EXERCISE DIRECTIONS
Copy exactly every line below, from the first through the one that contains "box: [318, 11, 537, 359]", and skip all pictures.
(DATA PROVIDED Opens)
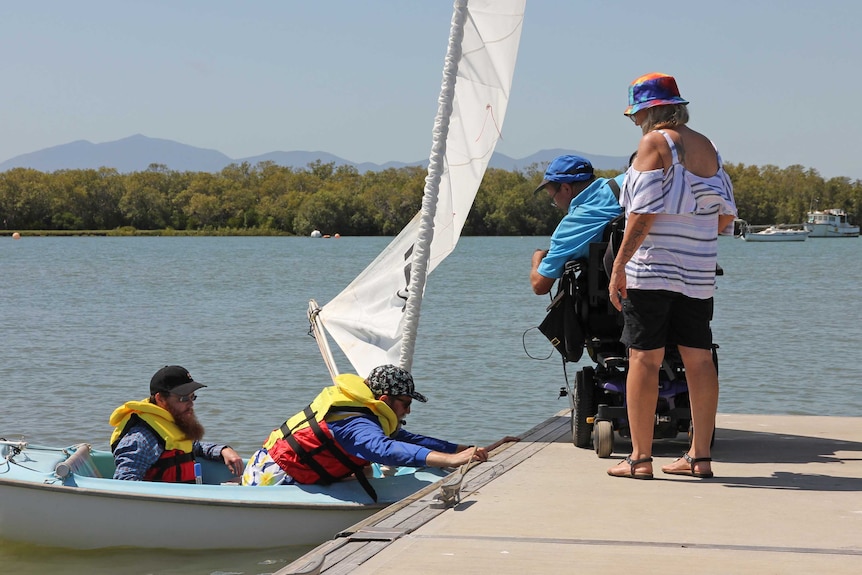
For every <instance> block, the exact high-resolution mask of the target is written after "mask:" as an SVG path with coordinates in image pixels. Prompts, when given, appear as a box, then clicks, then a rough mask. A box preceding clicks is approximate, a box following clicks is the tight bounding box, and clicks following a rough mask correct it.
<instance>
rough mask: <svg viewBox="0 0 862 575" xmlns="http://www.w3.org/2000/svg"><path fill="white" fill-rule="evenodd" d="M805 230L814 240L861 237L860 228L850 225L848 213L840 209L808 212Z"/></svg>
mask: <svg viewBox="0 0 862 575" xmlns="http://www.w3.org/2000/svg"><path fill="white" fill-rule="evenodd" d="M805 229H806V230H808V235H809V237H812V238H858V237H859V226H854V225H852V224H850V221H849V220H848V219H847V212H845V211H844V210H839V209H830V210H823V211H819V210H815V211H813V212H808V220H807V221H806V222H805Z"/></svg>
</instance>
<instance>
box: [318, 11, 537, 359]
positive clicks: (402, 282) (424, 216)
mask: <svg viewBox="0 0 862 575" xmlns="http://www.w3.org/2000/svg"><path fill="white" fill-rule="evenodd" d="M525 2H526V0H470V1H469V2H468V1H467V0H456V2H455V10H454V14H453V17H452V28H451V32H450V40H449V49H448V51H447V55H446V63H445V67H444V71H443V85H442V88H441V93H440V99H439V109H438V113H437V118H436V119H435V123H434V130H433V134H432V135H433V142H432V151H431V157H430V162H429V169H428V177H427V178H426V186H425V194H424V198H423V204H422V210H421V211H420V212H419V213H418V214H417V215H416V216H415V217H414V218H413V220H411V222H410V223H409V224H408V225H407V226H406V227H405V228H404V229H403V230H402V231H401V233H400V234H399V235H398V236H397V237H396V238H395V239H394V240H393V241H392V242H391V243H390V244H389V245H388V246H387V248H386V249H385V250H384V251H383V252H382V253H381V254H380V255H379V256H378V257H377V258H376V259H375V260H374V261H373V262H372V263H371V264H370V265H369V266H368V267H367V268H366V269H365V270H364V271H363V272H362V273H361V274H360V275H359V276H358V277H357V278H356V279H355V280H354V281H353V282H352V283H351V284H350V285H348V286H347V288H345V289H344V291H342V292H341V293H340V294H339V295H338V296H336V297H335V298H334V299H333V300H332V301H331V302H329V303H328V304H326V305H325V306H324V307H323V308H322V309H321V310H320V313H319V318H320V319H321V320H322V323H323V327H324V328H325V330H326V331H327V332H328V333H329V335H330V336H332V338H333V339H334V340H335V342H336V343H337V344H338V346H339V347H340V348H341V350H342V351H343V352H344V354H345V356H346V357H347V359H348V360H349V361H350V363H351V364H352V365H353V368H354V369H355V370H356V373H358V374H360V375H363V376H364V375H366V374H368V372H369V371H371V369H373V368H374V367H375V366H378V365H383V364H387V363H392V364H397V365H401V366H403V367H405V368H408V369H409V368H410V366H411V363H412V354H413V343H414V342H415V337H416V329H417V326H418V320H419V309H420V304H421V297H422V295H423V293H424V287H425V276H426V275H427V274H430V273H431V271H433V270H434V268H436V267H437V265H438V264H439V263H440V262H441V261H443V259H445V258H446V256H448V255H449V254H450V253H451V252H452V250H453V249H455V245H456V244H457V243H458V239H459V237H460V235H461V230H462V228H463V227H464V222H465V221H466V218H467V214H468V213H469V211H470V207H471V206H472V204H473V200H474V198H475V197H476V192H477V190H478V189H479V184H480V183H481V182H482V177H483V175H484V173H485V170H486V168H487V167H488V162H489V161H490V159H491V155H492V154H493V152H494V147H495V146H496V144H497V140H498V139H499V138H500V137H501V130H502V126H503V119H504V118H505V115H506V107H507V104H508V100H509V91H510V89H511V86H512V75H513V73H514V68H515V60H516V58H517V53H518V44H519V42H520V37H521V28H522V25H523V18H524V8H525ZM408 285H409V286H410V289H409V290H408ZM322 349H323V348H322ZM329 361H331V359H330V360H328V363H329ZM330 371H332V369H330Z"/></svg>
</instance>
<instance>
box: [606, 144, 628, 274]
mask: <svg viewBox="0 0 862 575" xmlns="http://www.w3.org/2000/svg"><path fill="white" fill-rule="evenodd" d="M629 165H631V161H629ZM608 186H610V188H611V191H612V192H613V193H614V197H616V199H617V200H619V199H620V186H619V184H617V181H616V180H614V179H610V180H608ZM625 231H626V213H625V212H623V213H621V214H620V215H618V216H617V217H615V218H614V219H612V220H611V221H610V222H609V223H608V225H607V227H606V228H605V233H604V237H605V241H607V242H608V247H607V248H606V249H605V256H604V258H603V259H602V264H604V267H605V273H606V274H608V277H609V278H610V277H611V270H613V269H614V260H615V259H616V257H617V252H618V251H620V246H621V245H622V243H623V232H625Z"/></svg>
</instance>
(DATA PROVIDED Closes)
TASK RESPONSE
For every <instance> block, the exact high-resolution mask of the target is written after "mask:" as an SVG path with coordinates in image pixels. Prompts, when given, appear as a box, then clicks, then a rough mask. A box preceding clicks is approximate, a box following clicks is the tight bounding box, and clicks following a rough mask correct it.
<instance>
rough mask: <svg viewBox="0 0 862 575" xmlns="http://www.w3.org/2000/svg"><path fill="white" fill-rule="evenodd" d="M805 230L814 240L861 237L860 228L850 225L848 213L840 209L808 212Z"/></svg>
mask: <svg viewBox="0 0 862 575" xmlns="http://www.w3.org/2000/svg"><path fill="white" fill-rule="evenodd" d="M805 229H806V230H808V235H809V237H812V238H858V237H859V226H854V225H852V224H850V221H849V220H848V219H847V212H845V211H844V210H839V209H830V210H823V211H819V210H815V211H813V212H808V220H807V221H806V222H805Z"/></svg>
</instance>
<instance>
box: [318, 11, 537, 359]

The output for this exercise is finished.